[Rows from an annotation dataset]

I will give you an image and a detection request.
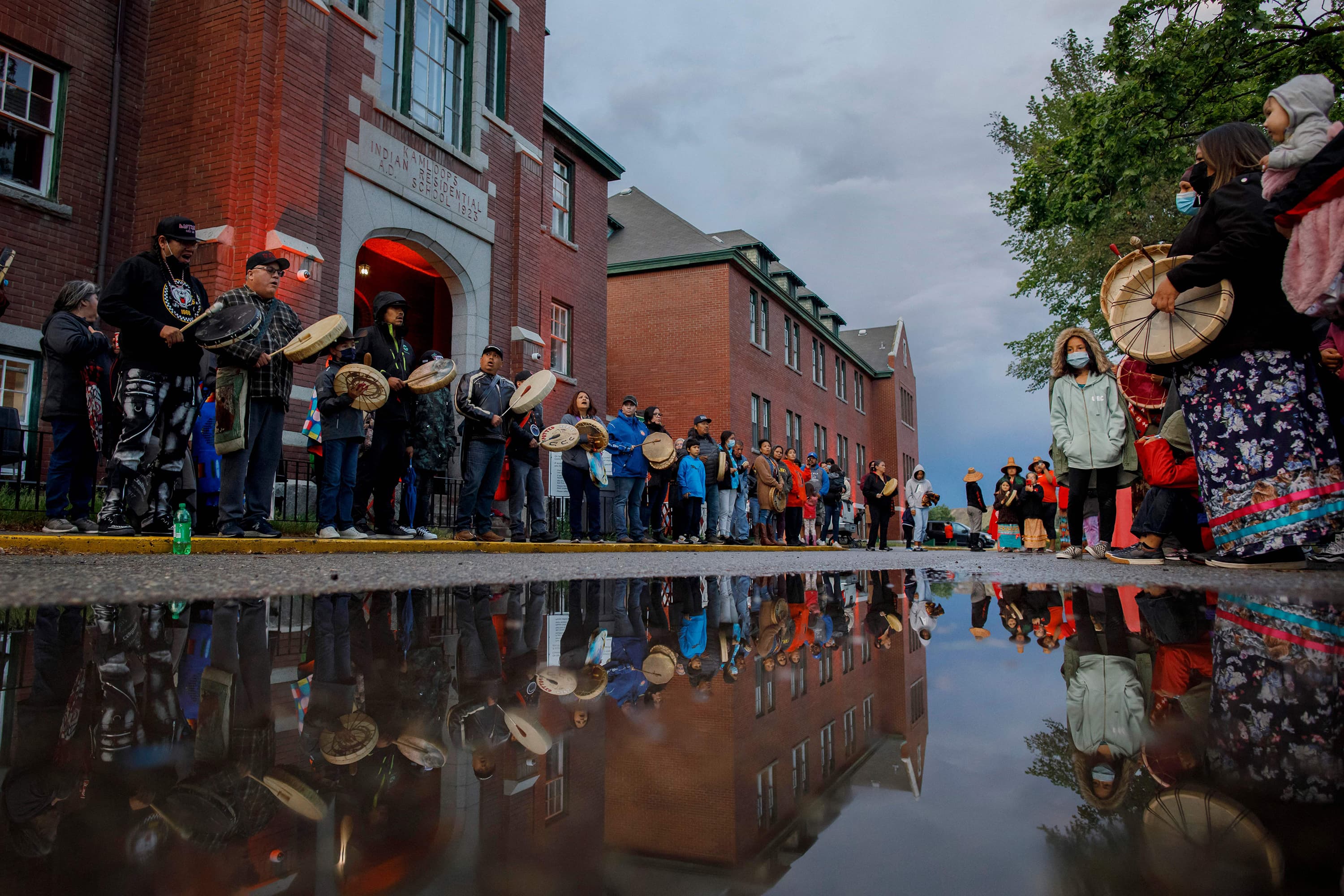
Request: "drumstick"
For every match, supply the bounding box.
[179,302,223,333]
[1129,237,1157,265]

• **AIM**
Write out the rows again, swapping "bounding box" for "box coordinates" and keeping everything else the same. Leave the pictures out.

• **ANSWER BELOW**
I will give you an image and a detection request.
Request: "drumstick"
For every match, supply the box coordinates.
[179,302,223,333]
[1129,237,1157,265]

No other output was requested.